▸ **Written exercise**: Copy out word for word the lines from the first one up to and including the line that contains "# fill-rule: evenodd", and give nothing else.

______

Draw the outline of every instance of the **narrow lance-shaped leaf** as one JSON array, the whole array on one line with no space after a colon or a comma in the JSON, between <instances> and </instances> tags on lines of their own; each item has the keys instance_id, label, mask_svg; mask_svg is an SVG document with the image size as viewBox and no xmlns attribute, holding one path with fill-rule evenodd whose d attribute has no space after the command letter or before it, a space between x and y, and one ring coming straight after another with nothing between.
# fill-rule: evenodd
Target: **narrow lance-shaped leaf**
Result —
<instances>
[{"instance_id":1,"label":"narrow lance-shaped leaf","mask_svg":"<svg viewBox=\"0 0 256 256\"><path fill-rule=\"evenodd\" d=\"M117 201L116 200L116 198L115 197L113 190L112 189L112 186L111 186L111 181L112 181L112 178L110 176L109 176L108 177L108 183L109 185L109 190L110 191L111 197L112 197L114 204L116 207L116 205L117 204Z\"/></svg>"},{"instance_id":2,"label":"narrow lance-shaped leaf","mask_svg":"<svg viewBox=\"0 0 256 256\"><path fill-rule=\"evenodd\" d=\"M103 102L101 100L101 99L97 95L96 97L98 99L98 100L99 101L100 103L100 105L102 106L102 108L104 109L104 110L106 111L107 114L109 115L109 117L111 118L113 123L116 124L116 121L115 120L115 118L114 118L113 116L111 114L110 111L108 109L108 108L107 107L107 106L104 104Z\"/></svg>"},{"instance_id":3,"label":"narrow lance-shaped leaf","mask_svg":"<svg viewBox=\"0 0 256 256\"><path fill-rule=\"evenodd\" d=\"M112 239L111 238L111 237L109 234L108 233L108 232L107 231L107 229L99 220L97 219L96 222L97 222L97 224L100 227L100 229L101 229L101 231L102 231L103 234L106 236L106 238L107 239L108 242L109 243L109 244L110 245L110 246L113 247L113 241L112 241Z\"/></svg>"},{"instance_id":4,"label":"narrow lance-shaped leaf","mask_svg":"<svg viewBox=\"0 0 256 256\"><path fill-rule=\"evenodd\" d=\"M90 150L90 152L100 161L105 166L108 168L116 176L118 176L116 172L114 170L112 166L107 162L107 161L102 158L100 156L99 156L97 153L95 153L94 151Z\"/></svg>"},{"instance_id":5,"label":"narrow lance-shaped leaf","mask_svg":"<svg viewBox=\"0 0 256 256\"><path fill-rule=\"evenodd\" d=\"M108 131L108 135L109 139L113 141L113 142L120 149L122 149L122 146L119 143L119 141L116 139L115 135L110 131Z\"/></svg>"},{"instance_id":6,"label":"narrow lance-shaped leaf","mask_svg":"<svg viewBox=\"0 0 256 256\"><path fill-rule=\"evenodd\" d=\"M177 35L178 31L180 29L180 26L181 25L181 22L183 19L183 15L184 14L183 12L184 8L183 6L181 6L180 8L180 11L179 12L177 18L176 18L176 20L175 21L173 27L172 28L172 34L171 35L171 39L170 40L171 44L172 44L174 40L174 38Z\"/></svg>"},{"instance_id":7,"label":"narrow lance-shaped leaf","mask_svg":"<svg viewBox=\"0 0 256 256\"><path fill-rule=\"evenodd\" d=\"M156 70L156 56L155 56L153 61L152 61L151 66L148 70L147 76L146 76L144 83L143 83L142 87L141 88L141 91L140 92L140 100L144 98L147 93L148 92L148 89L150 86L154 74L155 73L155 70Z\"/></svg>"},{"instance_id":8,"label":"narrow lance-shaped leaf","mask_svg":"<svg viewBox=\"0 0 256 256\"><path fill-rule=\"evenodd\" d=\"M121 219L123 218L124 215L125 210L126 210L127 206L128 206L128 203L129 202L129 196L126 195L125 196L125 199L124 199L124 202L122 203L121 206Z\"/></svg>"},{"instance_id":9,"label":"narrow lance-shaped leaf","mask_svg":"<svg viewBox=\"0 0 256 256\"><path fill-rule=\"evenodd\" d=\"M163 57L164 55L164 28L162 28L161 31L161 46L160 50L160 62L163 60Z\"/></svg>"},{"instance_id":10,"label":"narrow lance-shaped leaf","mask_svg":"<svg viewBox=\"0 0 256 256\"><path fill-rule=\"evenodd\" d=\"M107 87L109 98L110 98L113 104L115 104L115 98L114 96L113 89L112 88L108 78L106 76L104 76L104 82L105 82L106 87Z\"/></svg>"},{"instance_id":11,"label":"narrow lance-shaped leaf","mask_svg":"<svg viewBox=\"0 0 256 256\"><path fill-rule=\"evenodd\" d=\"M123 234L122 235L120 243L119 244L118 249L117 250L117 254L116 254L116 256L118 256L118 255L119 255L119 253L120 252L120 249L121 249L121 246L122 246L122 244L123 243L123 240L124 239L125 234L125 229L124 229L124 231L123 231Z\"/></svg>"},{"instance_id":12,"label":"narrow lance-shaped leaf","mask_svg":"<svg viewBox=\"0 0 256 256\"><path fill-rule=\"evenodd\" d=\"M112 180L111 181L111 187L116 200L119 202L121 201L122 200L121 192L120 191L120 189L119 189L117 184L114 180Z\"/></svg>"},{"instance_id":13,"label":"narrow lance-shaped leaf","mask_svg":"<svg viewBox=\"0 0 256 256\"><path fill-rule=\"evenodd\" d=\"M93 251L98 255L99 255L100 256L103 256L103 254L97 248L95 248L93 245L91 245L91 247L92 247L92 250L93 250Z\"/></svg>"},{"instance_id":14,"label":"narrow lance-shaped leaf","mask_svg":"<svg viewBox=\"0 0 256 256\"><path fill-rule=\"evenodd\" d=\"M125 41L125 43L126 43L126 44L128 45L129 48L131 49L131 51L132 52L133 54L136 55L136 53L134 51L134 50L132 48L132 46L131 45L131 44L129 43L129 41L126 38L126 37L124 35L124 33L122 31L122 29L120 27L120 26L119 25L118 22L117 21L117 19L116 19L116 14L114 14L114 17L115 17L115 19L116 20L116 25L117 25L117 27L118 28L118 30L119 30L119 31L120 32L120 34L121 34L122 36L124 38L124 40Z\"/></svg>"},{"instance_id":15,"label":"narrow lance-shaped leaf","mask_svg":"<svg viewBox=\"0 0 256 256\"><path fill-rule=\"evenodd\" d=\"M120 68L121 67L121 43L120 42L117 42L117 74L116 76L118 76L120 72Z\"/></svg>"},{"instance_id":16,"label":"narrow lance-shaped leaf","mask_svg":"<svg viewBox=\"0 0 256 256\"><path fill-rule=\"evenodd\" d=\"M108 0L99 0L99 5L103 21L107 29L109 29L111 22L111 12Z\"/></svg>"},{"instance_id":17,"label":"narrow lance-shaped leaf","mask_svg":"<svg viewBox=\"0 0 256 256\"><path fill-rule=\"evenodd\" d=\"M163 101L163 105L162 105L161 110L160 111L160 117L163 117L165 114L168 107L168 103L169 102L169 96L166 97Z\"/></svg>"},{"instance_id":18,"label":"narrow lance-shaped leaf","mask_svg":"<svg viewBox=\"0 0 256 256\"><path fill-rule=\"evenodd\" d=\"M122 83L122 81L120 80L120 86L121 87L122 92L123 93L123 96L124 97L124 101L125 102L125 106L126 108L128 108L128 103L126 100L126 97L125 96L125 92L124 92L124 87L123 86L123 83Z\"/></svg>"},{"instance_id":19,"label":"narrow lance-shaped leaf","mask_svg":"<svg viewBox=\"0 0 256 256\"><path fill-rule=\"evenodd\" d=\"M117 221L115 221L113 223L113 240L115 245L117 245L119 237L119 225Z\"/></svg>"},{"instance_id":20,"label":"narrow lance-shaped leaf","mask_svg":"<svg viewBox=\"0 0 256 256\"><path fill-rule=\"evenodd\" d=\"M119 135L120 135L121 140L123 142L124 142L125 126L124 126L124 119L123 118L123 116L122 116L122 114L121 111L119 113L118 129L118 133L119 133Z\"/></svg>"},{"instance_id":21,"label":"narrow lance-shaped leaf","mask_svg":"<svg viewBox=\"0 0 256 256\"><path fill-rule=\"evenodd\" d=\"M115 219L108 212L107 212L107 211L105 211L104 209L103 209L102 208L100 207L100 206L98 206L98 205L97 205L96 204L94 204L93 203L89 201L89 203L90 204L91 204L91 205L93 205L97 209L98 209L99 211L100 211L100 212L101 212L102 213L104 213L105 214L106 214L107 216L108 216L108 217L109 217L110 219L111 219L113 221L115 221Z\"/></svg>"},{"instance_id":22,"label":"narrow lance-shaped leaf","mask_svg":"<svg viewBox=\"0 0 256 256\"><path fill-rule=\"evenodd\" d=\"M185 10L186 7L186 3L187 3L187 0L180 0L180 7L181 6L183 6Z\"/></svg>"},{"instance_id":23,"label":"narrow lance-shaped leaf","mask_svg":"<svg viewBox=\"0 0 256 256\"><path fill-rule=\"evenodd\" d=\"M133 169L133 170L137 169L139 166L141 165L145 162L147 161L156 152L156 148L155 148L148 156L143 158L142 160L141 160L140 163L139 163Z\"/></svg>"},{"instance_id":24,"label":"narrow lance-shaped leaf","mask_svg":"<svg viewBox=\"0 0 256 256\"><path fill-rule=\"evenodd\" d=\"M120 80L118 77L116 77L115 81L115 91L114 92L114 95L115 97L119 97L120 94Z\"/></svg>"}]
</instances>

______

▸ **The solution**:
Draw the outline of every instance of the **narrow lance-shaped leaf** as one JSON array, the whole array on one line with no space after a colon or a comma in the JSON, between <instances> and </instances> tags on lines of their own; each item has the keys instance_id, label, mask_svg; mask_svg is an SVG document with the image size as viewBox and no xmlns attribute, holding one path with fill-rule evenodd whose d attribute has no space after the command letter or before it, a space between x and y, and one ring coming straight after another with nothing between.
# fill-rule: evenodd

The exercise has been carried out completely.